→ Set task:
Print the lines that start at the line containing "# target: wooden table surface" and continue through the line containing "Give the mask of every instance of the wooden", both included, without changing anything in them.

━━━━━ Dataset records

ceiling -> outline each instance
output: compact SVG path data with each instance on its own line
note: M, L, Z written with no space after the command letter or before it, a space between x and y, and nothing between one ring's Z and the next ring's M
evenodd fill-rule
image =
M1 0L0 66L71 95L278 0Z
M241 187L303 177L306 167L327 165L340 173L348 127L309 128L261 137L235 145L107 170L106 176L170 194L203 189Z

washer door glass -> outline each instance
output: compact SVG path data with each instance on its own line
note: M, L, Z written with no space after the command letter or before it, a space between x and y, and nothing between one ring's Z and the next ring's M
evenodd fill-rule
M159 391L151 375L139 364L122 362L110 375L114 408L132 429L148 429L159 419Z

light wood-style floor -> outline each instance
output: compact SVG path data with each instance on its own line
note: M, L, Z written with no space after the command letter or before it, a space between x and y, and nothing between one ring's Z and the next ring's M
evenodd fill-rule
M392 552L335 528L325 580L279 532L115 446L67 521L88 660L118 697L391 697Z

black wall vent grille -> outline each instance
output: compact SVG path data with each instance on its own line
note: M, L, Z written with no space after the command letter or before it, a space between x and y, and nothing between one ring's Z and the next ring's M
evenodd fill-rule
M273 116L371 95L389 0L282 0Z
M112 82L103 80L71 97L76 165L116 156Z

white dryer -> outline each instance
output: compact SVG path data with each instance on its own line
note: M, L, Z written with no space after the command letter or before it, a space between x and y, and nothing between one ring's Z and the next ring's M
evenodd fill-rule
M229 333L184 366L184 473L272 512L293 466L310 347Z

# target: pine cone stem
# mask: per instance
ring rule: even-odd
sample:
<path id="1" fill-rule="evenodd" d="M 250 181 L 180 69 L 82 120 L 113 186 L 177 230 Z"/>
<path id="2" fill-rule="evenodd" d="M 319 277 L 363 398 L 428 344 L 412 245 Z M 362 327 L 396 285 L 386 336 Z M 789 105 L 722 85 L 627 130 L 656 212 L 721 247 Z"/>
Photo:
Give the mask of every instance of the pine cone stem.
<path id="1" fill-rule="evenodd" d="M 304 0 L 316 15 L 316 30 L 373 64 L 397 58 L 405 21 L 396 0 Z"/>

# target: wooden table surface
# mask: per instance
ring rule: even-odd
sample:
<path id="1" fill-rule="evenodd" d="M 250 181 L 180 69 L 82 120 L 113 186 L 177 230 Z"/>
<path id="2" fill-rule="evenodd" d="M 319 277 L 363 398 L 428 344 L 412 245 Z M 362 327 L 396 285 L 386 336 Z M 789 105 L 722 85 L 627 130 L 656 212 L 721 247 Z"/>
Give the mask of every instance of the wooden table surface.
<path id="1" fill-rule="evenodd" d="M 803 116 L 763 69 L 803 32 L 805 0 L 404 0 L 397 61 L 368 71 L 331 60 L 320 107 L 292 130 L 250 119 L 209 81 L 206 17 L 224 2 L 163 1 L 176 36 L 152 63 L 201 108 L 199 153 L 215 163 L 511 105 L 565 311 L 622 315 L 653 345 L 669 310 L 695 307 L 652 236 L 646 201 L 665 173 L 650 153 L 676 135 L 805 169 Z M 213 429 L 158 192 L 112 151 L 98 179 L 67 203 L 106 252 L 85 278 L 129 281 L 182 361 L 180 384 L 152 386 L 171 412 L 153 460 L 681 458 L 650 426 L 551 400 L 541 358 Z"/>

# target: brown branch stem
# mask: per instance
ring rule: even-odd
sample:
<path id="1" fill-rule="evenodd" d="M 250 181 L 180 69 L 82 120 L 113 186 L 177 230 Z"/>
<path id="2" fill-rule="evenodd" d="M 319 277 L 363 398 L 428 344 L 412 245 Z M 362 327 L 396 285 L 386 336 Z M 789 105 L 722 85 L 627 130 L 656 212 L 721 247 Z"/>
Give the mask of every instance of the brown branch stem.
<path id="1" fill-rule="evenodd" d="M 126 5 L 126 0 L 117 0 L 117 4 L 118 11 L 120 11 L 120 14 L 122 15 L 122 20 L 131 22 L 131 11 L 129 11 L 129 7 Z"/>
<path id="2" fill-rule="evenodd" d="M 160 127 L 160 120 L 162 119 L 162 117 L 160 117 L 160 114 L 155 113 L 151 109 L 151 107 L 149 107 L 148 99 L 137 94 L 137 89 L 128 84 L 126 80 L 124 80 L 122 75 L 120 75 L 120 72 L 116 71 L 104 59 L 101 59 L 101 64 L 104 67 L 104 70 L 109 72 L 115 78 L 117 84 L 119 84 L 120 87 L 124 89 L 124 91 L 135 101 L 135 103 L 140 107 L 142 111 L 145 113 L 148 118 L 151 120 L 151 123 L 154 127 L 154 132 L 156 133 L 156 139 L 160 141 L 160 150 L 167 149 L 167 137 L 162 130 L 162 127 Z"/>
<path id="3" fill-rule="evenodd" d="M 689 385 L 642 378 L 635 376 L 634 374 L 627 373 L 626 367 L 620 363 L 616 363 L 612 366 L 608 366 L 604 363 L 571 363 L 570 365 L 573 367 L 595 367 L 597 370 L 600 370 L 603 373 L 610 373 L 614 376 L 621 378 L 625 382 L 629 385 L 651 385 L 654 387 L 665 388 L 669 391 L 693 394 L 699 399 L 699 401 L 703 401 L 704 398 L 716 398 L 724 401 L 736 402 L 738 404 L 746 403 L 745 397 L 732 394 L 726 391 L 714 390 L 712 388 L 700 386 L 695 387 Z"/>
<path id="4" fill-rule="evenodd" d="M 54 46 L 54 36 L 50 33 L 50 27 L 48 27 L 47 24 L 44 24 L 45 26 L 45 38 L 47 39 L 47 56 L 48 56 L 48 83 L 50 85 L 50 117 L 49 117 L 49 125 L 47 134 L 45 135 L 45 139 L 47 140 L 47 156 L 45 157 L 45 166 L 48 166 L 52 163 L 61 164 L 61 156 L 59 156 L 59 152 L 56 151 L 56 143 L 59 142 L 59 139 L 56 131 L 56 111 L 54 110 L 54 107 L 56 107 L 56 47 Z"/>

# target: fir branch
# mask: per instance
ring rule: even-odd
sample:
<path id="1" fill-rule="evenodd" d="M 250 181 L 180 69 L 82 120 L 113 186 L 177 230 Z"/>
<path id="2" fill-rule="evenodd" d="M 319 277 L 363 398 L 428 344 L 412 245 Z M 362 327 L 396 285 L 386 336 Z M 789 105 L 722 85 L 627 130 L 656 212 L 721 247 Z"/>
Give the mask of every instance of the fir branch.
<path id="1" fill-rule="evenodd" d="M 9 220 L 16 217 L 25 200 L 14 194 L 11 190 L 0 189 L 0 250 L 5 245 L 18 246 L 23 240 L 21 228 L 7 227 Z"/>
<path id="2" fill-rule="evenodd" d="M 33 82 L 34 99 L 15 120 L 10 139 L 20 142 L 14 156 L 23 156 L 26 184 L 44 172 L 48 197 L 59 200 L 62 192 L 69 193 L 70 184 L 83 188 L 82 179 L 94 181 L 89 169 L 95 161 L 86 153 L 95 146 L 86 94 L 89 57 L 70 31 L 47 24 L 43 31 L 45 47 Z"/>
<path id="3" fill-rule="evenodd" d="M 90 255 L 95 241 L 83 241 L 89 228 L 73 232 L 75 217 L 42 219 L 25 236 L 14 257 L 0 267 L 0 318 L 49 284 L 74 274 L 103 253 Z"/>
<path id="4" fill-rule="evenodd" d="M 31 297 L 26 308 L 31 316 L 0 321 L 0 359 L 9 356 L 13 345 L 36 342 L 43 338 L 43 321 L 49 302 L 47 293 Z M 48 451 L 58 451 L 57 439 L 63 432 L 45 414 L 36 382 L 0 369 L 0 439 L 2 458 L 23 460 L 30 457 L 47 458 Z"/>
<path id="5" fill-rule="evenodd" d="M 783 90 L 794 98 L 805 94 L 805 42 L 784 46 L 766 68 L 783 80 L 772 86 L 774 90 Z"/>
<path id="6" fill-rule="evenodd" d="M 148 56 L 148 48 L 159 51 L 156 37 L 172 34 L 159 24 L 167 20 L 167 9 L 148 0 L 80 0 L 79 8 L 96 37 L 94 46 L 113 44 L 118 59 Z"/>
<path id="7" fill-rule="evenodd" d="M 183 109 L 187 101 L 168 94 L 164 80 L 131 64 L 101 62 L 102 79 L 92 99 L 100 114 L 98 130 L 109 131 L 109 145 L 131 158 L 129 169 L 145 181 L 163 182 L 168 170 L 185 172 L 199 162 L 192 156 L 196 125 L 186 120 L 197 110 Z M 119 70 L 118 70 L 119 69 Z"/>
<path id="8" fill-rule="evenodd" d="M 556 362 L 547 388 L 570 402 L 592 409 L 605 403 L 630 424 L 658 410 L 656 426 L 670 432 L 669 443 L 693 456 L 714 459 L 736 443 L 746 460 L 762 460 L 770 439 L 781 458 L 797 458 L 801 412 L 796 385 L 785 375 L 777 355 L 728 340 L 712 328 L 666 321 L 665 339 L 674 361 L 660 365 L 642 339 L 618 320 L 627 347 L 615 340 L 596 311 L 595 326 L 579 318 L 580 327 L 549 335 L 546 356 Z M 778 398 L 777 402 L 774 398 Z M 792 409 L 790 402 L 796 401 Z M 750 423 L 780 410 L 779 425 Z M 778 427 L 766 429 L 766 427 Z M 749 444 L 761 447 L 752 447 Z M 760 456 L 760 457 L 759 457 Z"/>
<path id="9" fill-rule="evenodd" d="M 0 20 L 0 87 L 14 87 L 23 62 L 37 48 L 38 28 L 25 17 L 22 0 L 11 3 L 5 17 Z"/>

━━━━━━━━━━

→ Result of this exercise:
# target: wooden table surface
# mask: per instance
ring rule: even-odd
sample:
<path id="1" fill-rule="evenodd" d="M 250 181 L 180 69 L 82 120 L 113 186 L 177 230 Z"/>
<path id="2" fill-rule="evenodd" d="M 319 277 L 363 398 L 428 344 L 412 245 Z M 362 327 L 396 285 L 386 336 Z M 789 105 L 722 85 L 627 130 L 656 212 L 721 247 Z"/>
Give the mask of every instance of the wooden table surface.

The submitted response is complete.